§ TEXT SHOWN:
————
So now you have a better idea of my past week. And yeah, running didn’t happen the past few days. Yesterday, yes. Today, yes. Only because I realize that I need to make a change, and no change happens without a little extra effort. I’ll write about my frustration with motivation to exercise another time.
I’ve been asking myself why, for two consecutive nights in a row (and after two mornings of vowing “never again”) I turned to some unnecessary and unworthy caloric creation (chocolate chip creation, to be specific) just to satisfy some weird craving that had been plaguing my brain. I didn’t think I was using food to supplement any part of my life that had been lacking, recently. I still keep in touch with friends, I still enjoy myself outside, I have a great family that loves and supports me.
I think it was fear. I was self-sabotaging myself because I was afraid of change. Of personal change. I was afraid that, after how healthy I had been with the detox, I would finally start to leave all my food issues behind me and become a different– albeit healthier, and happier– version of myself. And I guess that scared me. While I have maintained a healthy diet and weight in the past, some hidden issues reared their ugly head and I found myself back where I started from. I think that I was afraid to move forward and put those demons behind me once and for all, because I would always worry that they would follow me. And how much easier to let them.
I think that’s why I kept pouring from that bag of chocolate chips. To be fair, that bag has not yet been depleted so I haven’t been doing any sort of disastrous bingeing. Or perhaps not even bingeing in the first place. And while I’m no psychiatrist, I think that fear is what caused me to keep heading into the kitchen, back to that chocolate chip bag, again and again. Fear of leaving behind my unhealthy relationship to food, fear that doing so would only invite failure in the future. Fear of living up to my full potential, fear of finally letting myself life life to its fullest, because deep down I would always have those demons, that potential failure lurking underneath.
But I’ve put a lot of those demons behind me. So all my fears are, pretty much, unbiased. I’ll always have an addiction to chocolate, but I won’t let it ruin my life. And any sort of effort I’m making to sabotage myself and my healthy eating is superficial. I’m just testing myself to see if I’ll overcome this challenge, and I let myself fail. I didn’t put up a fight.
But no more. I have so much to focus on in my life other than my past relationship with food. I have to much potential to live up to that I will not let myself get dragged down by these demons, imaginary or not. Nothing is easy, but success is worth it and feeling healthy and in control of my life and diet is ultimately more important than any unhealthy relationship with food I may have had in the past.
So here’s to the future, and a lifetime of happiness. Here’s to experiencing life in its fullest. Here’s to having a green smoothie and a cookie in the same day, and being okay with that. Here’s to overcoming our past and fulfilling our potential. Here’s to us!
I wish you all the very best in your own endeavors, and thank you endlessly for all of your support with mine!
————
§ DIRECTIONS:
1/ Reproduce the part of the passage on food and fear that opens with the words containing "But I’ve put" and closes with "up a fight.".
2/ According to the passage on food and fear, why did the writer go running yesterday and today after skipping the days before? Answer in one to three sentences.
————
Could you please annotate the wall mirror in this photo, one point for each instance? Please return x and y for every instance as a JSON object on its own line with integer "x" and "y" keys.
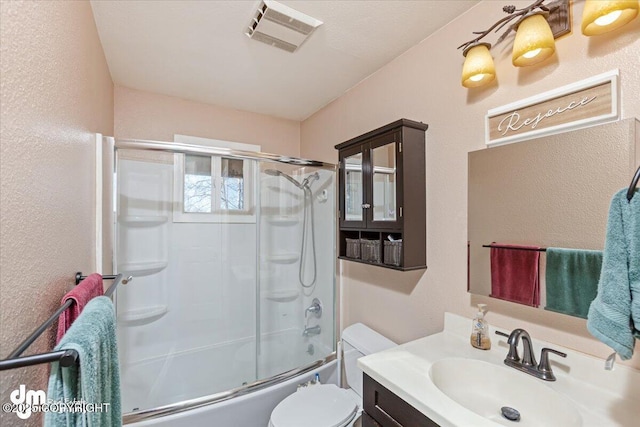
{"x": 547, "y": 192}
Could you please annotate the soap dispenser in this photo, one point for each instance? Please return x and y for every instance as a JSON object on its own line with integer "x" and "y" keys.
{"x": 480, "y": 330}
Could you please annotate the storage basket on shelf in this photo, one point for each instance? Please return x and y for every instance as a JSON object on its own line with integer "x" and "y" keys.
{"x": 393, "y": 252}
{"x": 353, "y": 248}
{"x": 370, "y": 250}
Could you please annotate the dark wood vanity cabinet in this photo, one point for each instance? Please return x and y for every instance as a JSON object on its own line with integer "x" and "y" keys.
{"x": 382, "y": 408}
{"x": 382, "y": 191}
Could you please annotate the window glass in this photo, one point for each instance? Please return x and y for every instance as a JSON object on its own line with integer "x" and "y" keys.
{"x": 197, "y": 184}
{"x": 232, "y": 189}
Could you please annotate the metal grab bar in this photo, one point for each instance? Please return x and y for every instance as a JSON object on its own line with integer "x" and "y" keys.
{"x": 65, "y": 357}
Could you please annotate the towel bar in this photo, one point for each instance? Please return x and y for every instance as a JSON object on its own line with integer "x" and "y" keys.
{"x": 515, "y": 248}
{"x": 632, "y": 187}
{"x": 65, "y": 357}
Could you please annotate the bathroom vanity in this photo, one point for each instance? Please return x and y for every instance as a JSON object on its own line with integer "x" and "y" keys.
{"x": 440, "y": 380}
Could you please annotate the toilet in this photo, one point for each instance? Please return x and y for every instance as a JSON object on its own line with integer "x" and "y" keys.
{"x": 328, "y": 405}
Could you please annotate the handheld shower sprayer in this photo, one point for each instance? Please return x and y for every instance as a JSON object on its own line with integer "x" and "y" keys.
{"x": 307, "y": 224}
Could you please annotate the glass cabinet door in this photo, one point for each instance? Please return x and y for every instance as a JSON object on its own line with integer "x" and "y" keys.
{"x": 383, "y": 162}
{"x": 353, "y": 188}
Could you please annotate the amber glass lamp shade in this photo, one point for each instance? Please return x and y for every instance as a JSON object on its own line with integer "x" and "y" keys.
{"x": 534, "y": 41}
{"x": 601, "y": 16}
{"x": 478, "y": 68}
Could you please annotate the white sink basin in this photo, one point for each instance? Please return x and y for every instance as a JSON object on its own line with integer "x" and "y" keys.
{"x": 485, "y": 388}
————
§ EXPECTED RESPONSES:
1/
But I’ve put a lot of those demons behind me. So all my fears are, pretty much, unbiased. I’ll always have an addiction to chocolate, but I won’t let it ruin my life. And any sort of effort I’m making to sabotage myself and my healthy eating is superficial. I’m just testing myself to see if I’ll overcome this challenge, and I let myself fail. I didn’t put up a fight.

2/ The writer ran on those two days only because of realizing that a change was needed. As the writer puts it, no change happens without a little extra effort.